▶ [COMPITO 1]
Nel testo sugli aiuti di Stato e il Decreto Sostegni, quale soglia è prevista per un'impresa operante nel settore della pesca e dell'acquacoltura?
▶ [COMPITO 2]
Prosegui il testo sugli aiuti di Stato e il Decreto Sostegni, scrivendo ciò che segue la sua ultima frase.

▶ [TESTO DELL'ESERCIZIO]
*****

Aiuti di Stato: il DL Sostegni aumenta le soglie in accordo con il Temporary framework

29 Marzo 2021 in Notizie Fiscali

In linea con l’ultimo emendamento al Temporary Framework (aiuti di stato in linea con gli interventi europei) le modifiche introdotte dall'art 28 del Decreto Sostegni in vigore dal 23 marzo 2021 riguardano principalmente:

  • la proroga delle misure di aiuto fino al 3.12.2021
  • l’innalzamento delle soglie di concessione degli aiuti. 

Nello specifico in merito agli aiuti di Stato: 

  1. nel caso di aiuti di importo limitato si prevede una soglia di
    • 1,8 milioni di EUR per le imprese (in precedenza 800.000 EUR), 
    • 225.000 EUR per impresa operante nella produzione primaria di prodotti agricoli (in precedenza 100.000 EUR) 
    • 270.000 EUR per impresa operante nel settore della pesca e dell'acquacoltura (in precedenza 120.000 EUR)
  2. nel caso di aiuti a copertura dei costi fissi non coperti da entrate (misura 3.12 del TF) è stata, aumentata la soglia fino a 10 milioni di euro. 

Le modifiche normative al regime-quadro di cui si tratta, si rendono necessarie per permettere alle Regioni, PA, Enti Locali e Camere di Commercio di poter estendere fino a tutto il 2021 le misure di aiuto attualmente vigenti oppure di adottare nuove misure di aiuto fino al 31 dicembre 2021 al fine di continuare a sostenere l’economia ancora gravemente turbata dalle conseguenze della pandemia.

*****

▶ [RACCOLTA DI VOCI]
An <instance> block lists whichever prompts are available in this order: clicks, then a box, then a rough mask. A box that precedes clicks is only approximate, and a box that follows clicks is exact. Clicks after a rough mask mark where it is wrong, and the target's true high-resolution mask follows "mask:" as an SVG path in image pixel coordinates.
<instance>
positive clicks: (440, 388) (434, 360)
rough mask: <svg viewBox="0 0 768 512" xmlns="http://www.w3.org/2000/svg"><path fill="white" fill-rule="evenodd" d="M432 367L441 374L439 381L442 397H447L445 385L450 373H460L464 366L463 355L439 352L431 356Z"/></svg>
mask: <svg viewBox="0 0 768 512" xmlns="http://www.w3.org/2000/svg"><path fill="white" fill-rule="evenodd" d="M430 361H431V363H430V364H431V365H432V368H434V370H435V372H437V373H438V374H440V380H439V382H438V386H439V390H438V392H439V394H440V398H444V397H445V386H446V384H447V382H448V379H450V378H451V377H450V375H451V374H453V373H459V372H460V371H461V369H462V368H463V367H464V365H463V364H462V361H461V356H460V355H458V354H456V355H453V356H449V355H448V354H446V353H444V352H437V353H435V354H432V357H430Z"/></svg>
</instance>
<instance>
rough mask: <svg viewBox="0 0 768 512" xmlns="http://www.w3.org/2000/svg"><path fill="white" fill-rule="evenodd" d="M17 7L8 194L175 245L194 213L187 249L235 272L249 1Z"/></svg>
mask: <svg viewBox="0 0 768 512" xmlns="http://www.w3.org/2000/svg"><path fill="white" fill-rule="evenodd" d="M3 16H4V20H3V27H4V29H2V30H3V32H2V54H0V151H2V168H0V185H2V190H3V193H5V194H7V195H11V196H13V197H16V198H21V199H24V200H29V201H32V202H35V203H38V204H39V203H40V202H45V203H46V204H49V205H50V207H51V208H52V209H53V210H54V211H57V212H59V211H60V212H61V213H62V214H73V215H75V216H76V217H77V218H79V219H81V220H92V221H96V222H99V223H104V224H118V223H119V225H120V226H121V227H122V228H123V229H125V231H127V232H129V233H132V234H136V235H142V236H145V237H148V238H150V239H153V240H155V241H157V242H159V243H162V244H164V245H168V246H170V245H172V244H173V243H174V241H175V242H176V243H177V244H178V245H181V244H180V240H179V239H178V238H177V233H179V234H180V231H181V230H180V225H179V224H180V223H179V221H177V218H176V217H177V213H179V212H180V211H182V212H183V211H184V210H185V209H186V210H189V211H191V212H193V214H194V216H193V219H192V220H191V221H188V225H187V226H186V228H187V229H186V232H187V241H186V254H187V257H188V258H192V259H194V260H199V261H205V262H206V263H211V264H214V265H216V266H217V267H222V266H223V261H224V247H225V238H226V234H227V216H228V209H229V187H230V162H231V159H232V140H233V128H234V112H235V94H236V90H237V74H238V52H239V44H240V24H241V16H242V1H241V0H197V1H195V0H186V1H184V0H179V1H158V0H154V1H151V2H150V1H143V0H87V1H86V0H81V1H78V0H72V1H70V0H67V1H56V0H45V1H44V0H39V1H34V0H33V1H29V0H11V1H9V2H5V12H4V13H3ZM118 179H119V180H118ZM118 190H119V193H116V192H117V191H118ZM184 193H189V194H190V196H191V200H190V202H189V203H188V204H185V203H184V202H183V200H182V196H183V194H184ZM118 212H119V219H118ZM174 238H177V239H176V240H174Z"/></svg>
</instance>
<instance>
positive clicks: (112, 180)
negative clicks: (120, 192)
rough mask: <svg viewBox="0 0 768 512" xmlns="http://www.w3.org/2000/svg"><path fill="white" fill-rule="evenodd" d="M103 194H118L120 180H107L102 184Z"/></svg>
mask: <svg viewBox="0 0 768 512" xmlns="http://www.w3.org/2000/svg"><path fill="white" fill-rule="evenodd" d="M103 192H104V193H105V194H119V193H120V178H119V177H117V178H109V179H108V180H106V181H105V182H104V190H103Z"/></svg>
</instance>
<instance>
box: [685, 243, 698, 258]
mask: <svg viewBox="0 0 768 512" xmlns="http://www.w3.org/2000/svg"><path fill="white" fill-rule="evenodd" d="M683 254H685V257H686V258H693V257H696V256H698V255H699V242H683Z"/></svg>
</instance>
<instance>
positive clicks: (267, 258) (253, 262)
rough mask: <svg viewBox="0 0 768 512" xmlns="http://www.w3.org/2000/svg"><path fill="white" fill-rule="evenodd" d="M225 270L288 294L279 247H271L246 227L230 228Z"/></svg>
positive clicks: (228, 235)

*****

▶ [RISULTATO 1]
270.000 EUR per impresa (in precedenza 120.000 EUR).

▶ [RISULTATO 2]
Ricordiamo che è stato il Decreto Rilancio D.L. 34/2020 a prevedere il regime-quadro per l’adozione di misure in tema di aiuti di Stato per l’emergenza covid-19 da parte di:

  • Regioni
  • Province autonome 
  • Enti locali 
  • Camere di Commercio.

Le disposizioni del regime-quadro sono conformi alle disposizioni della Comunicazione della Commissione europea C (2020) 1863 “Quadro Temporaneo per le misure di aiuti di Stato a sostegno dell’economia nell’attuale emergenza del covid-19” (brevemente Temporary Framework). 

Il Temporary Framework è stato emendato più volte nel corso degli scorsi mesi, l’ultima modifica è stata adottata dalla Commissione lo scorso 28 gennaio, pertanto, al fine di allineare le disposizioni del regime-quadro alle ultime modifiche è necessario modificare la base giuridica nazionale.